SOURCE EXTRACT
Generally, there are four grounds upon which a defendant may move to vacate, set aside, or correct his sentence pursuant to section 2255: (1) the imposition of a sentence in violation of the Constitution or the laws of the United States; (2) a lack of jurisdiction of the district court that imposed the sentence; (3) the imposition of a sentence in excess of the maximum authorized by law; and (4) the sentence is otherwise subject to collateral attack. 28 U.S.C. § 2255; United States v. Placente, 81 F.3d 555, 558 (5th Cir. 1996). Section 2255 is an extraordinary measure, and cannot be used for errors that are not constitutional or jurisdictional if those errors could have been raised on direct appeal. United States v. Stumpf, 900 F.2d 842, 845 (5th Cir. 1990). If the error is not of constitutional or jurisdictional magnitude, the movant must show the error could not have been raised on direct appeal and would, if condoned, result in a complete miscarriage of justice. United States v. Smith, 32 F.3d 194, 196 (5th Cir. 1994).

Ineffective Assistance of Trial Counsel

The United States Supreme Court's decision in Strickland v. Washington provides the familiar two-pronged test for establishing a claim of ineffective assistance of counsel:

First, the defendant must show that counsel's performance was deficient. This requires showing that counsel made errors so serious that counsel was not functioning as the "counsel" guaranteed the defendant by the Sixth Amendment. Second, the defendant must show that the deficient performance prejudiced the defense. This requires showing that counsel's errors were so serious as to deprive the defendant of a fair trial, a trial whose result is reliable. Unless a defendant makes both showings, it cannot be said that the conviction . . . resulted from a breakdown in the adversary process that renders the result unreliable.
466 U.S. 668, 687 (1984). A court need not address both components of the inquiry if the defendant makes an insufficient showing on one. Carter v. Johnson, 131 F.3d 452, 463 (5th Cir. 1997) ("Failure to prove either deficient performance or actual prejudice is fatal to an ineffective assistance claim.").

A counsel's performance is strongly presumed to fall within the wide range of reasonable professional assistance. Premo v. Moore, 562 U.S. 115, 121 (2011). To overcome that presumption, a habeas petitioner must "show that counsel made errors so serious that counsel was not functioning as the counsel guaranteed the defendant by the Sixth Amendment." Id. at 121-22 (internal quotations omitted). The standard for judging counsel's representation is a deferential one. "The question is whether an attorney's representation amounted to incompetence under 'prevailing professional norms,' not whether it deviated from best practices or most common custom." Id.

Guilty Plea Counsel

Defendant claims that his Guilty Plea Counsel was ineffective in failing to investigate adequately the case, the record, and the law; in concealing records and inculpatory evidence against him; in coercing Defendant to plead guilty instead of requesting a Franks hearing and moving to dismiss the groundless charges; in failing to move to suppress illegal evidence or dismiss the defective indictment; and in failing to advise Defendant properly as to pleading guilty or proceeding to trial.

TASK LIST
- a) In the section 2255 excerpt, which Supreme Court decision provides the two-pronged test for ineffective assistance of counsel?
- b) Can you carry the section 2255 excerpt forward, picking up right after its final sentence?
The data after the section 2255 excerpt plays no part in what you are asked to do.

GIVEN DATA
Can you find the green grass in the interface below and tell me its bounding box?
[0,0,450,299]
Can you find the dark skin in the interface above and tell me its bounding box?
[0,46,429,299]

ANSWERS FOR THE TASKS
- a) Strickland v. Washington

- b)
In responding to these claims, Guilty Plea Counsel filed an affidavit with this Court, testifying as follows:

1. I represented Mr. Mtaza from March 6, 2014 until January 15, 2015.

2. I met with Mr. Mtaza on many occasions to discuss the facts and circumstances of his involvement in the facts which led to his arrest and indictment.

3. I discussed the law which applied to the charges against Mr. Mtaza which were contained in his indictment.

4. I discussed the United States Sentencing guidelines with Mr. Mtaza and how the guidelines may apply to [him].

5. Mr. Mtaza was desirous of pleading guilty and cooperating with the government from the beginning of my representation.
6. I met with Postal Inspector Matthew Boyland [sic], [the AUSA], [Defendant's immigration counsel], Ms. Upendo Joseph, Mr. Eugene Mtaza, and [Sentencing Counsel] while investigation Mr. Mtaza's case.

7. In my [j]udgment, the facts surrounding Mr. Mtaza's arrest did not lend themselves to a complaint that the arrest was unlawful.

8. There was no basis to contest Mr. Mtaza's arrest and subsequent search of his person.

9. Mr. Mtaza consented to the search of his automobile and apartment so 1 found no basis to challenge the results of the search or seizure of the items found during the search.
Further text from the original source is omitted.